[Location identification items]
------------

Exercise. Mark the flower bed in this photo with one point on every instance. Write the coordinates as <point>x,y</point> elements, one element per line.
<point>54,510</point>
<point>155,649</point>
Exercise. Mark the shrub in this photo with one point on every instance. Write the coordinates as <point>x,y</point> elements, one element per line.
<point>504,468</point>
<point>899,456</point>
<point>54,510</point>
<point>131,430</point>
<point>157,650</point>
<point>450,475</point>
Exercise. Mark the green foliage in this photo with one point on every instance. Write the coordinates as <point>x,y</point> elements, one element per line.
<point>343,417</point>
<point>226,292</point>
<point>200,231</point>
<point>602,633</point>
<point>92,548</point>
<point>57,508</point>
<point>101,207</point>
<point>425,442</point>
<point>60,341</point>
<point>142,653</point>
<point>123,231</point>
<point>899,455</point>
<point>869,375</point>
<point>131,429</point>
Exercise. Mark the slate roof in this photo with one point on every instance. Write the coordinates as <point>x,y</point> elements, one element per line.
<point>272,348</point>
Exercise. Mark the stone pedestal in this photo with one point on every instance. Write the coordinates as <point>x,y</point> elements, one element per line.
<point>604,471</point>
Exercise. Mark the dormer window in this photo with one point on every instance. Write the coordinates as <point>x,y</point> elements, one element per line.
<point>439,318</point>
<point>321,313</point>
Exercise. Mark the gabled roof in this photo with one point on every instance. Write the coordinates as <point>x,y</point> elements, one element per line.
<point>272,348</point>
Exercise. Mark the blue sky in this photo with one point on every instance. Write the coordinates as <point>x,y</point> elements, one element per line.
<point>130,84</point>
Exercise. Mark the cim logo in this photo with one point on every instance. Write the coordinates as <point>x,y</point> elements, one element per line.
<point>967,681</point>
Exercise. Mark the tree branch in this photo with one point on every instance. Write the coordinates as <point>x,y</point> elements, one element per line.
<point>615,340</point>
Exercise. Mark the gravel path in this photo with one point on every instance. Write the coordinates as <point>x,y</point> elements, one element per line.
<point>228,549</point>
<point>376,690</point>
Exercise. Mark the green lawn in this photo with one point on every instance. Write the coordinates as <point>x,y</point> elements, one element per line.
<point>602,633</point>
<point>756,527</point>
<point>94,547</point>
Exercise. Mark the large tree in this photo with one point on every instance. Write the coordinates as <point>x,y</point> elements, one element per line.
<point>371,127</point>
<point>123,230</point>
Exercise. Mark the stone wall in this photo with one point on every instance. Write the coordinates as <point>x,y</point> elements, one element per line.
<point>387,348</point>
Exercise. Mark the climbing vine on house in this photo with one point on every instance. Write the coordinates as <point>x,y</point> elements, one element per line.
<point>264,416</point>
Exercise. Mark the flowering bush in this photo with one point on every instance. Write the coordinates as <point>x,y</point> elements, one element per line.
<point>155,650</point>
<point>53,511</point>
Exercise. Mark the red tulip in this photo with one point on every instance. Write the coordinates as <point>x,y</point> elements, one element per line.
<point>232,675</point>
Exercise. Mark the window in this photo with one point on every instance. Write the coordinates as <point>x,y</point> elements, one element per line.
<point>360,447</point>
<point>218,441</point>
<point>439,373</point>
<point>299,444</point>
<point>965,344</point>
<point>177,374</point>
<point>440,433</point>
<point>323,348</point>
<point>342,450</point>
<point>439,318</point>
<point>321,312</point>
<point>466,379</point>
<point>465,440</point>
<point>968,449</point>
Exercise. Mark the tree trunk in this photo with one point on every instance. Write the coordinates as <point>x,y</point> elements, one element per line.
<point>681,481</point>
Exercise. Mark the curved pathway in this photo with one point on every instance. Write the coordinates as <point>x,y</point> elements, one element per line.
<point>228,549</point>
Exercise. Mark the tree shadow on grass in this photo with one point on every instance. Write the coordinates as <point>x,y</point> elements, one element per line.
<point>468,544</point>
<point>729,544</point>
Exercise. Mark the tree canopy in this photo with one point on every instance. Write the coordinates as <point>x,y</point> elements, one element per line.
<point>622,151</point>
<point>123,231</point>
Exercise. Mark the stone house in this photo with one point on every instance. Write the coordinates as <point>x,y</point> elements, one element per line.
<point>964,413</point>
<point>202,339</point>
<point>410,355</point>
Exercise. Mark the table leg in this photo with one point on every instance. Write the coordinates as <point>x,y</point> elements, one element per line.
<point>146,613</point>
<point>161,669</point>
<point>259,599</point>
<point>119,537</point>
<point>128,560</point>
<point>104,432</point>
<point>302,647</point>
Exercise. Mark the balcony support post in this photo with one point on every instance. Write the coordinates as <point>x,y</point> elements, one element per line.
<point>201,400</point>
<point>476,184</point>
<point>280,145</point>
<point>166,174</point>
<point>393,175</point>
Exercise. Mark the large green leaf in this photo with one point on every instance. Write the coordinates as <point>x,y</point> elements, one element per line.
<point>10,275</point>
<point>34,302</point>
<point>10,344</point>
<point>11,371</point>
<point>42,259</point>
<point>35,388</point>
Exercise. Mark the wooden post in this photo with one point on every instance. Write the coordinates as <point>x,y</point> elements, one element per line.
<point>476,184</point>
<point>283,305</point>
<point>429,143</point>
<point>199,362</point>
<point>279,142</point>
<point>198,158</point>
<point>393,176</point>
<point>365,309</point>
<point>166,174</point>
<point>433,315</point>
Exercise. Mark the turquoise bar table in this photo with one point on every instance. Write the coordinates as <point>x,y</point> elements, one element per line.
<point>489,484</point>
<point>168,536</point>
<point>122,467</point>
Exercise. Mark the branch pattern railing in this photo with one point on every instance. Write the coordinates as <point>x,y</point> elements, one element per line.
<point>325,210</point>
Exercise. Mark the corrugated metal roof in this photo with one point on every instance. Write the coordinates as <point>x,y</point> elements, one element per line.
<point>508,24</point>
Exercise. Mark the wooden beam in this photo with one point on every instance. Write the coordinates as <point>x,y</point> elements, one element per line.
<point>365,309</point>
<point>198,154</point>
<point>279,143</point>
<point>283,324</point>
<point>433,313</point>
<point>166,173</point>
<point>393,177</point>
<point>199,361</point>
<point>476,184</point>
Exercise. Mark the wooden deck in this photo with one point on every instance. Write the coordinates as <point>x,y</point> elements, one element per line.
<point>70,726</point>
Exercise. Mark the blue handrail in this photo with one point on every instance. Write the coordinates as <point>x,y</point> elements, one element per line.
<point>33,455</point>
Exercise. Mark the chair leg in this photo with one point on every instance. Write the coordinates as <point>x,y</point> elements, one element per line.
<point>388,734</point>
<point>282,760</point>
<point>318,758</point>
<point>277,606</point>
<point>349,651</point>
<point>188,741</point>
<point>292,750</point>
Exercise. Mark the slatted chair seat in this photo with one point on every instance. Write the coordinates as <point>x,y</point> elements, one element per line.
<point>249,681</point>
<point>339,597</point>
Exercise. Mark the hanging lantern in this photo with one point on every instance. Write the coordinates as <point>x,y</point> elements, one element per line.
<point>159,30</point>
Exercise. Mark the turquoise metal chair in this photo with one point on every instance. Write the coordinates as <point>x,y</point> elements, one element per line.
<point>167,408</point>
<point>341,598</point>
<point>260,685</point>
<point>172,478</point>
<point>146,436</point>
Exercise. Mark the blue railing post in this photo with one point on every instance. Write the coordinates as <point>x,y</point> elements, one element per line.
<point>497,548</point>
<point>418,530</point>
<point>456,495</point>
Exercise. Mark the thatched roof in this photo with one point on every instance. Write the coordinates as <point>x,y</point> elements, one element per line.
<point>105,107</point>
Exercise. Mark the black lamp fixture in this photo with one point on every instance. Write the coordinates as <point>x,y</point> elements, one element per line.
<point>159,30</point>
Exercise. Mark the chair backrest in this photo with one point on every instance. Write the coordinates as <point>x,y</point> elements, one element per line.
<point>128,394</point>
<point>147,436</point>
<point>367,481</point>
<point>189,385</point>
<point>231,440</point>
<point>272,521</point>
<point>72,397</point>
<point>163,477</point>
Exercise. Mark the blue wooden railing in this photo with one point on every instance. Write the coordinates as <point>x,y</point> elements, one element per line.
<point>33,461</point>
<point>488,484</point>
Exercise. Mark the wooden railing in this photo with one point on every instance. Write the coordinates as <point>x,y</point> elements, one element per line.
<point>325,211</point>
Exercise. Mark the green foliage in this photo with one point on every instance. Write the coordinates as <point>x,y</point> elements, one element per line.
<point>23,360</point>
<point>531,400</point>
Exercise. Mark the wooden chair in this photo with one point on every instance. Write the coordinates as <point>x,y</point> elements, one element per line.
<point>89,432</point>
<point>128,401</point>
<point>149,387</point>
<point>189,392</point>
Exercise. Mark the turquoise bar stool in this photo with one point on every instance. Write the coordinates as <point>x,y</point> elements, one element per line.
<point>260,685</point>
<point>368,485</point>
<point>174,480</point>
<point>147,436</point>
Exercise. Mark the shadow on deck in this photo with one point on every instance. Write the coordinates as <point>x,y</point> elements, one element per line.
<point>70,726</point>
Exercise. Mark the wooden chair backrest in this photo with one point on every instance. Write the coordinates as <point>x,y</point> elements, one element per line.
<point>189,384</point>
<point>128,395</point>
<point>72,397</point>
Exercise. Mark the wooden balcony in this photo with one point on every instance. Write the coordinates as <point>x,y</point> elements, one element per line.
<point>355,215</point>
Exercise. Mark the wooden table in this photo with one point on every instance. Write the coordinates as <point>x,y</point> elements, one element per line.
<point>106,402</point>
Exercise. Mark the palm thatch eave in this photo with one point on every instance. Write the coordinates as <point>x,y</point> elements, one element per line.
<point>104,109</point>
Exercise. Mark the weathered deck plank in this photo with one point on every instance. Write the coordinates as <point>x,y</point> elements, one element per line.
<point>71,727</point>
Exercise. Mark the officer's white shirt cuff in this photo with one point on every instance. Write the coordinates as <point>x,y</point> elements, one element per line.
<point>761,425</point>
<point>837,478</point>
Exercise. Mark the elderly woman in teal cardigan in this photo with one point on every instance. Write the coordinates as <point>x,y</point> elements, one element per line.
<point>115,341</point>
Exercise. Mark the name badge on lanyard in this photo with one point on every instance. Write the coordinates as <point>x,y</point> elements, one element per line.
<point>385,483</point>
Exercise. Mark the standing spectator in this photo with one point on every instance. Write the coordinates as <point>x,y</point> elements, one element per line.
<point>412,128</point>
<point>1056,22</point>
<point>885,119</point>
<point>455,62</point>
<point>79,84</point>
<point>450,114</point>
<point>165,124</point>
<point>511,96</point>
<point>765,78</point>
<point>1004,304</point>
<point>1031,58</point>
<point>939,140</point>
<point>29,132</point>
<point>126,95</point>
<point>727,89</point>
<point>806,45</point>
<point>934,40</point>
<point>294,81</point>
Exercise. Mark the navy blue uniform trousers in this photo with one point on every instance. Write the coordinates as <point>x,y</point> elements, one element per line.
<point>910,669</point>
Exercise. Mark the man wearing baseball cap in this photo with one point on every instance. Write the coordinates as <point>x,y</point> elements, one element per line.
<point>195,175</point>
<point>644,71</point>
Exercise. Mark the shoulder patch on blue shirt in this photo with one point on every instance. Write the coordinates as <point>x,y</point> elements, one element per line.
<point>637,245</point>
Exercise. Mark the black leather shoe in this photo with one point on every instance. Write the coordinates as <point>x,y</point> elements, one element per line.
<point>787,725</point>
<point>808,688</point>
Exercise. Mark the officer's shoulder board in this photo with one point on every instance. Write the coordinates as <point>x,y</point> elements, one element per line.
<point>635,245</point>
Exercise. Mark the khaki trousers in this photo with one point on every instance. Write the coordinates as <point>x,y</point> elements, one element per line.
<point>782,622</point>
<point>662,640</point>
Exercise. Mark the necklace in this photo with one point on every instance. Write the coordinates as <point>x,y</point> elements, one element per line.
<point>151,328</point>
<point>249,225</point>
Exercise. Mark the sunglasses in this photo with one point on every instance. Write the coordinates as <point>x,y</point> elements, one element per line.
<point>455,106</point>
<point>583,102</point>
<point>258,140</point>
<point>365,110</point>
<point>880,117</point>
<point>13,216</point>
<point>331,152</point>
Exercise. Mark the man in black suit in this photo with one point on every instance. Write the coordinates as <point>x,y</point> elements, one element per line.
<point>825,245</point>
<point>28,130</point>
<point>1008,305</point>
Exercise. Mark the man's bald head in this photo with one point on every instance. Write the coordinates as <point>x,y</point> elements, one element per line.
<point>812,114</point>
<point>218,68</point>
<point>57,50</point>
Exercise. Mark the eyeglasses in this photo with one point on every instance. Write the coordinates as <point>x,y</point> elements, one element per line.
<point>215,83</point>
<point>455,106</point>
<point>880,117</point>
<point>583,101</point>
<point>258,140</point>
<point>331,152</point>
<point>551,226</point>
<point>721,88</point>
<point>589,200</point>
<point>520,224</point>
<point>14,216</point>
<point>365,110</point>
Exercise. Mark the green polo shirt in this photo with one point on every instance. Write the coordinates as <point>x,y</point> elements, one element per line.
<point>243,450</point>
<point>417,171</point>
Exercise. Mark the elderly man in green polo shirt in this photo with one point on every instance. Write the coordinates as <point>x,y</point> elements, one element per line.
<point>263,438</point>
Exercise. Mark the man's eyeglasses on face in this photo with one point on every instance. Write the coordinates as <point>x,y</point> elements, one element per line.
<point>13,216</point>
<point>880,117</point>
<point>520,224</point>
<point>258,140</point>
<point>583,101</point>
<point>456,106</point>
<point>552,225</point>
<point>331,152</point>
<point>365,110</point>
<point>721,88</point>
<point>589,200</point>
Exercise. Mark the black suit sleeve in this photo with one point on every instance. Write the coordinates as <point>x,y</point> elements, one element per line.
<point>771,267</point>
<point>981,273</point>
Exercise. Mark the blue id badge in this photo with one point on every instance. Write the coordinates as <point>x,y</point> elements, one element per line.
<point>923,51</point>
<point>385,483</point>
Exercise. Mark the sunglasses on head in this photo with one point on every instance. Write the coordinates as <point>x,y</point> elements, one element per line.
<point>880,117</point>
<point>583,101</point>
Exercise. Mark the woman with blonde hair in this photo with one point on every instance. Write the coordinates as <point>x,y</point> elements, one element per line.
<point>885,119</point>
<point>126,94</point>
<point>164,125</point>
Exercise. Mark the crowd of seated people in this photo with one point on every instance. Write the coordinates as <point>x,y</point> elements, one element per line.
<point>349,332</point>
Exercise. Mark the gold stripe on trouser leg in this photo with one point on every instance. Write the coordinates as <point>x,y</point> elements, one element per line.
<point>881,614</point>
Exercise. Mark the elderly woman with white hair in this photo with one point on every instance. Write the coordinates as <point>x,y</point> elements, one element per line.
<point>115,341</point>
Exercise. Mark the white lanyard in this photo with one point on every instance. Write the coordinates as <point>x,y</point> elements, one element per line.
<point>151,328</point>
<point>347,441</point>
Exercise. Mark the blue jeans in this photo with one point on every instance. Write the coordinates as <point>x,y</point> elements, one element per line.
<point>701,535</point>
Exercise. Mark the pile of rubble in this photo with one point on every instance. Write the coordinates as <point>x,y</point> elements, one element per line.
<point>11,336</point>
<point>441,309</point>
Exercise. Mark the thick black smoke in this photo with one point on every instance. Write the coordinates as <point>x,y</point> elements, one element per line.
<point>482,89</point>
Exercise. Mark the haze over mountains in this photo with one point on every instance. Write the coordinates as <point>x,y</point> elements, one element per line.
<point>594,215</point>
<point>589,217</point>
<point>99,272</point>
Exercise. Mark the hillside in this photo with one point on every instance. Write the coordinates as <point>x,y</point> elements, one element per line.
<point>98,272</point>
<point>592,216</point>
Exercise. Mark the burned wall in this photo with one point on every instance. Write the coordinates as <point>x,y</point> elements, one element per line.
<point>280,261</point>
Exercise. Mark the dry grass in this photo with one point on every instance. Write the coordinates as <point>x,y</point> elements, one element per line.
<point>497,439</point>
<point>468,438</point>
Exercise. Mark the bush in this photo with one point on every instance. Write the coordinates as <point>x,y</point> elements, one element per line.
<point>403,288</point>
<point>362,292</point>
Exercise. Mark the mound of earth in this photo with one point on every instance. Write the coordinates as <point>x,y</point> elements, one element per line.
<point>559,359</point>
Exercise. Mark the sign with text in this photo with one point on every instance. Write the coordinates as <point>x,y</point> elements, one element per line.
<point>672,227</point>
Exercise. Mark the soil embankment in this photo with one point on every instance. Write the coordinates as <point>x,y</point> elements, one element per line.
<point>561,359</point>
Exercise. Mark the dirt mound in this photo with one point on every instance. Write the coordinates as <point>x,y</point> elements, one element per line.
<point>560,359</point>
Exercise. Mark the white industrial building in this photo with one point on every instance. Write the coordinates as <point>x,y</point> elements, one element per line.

------------

What is asked:
Rewrite every line of the material, starting at the line containing "Exercise. Mark the white lanyard" and ending at the line containing "<point>592,216</point>". Lower each coordinate number in the answers by 93.

Written response:
Exercise. Mark the white lanyard in this photo with one point on every instance. Write the coordinates as <point>x,y</point> elements, one element per line.
<point>58,235</point>
<point>254,348</point>
Exercise. Mark the blue jeans in this photo with one point on every instance. Write the coordinates as <point>x,y</point> elements, one element per line.
<point>608,442</point>
Exercise. Mark the pile of rubble in this photo with one point on every instance. Write the coordinates as <point>x,y</point> elements, one element per line.
<point>-82,243</point>
<point>348,216</point>
Exercise. Mark the thick black smoke in this photo with one point on every instance. Write the coordinates as <point>x,y</point> elements, one element per line.
<point>389,-4</point>
Exercise. Mark the haze over mountains in this photo with one point on every instance. Write the coordinates as <point>x,y</point> elements, one element per line.
<point>501,122</point>
<point>496,124</point>
<point>6,179</point>
Exercise. Mark the hillside in this photo with one point on every instance. Write the coordinates as <point>x,y</point> elements, one element per line.
<point>5,179</point>
<point>499,123</point>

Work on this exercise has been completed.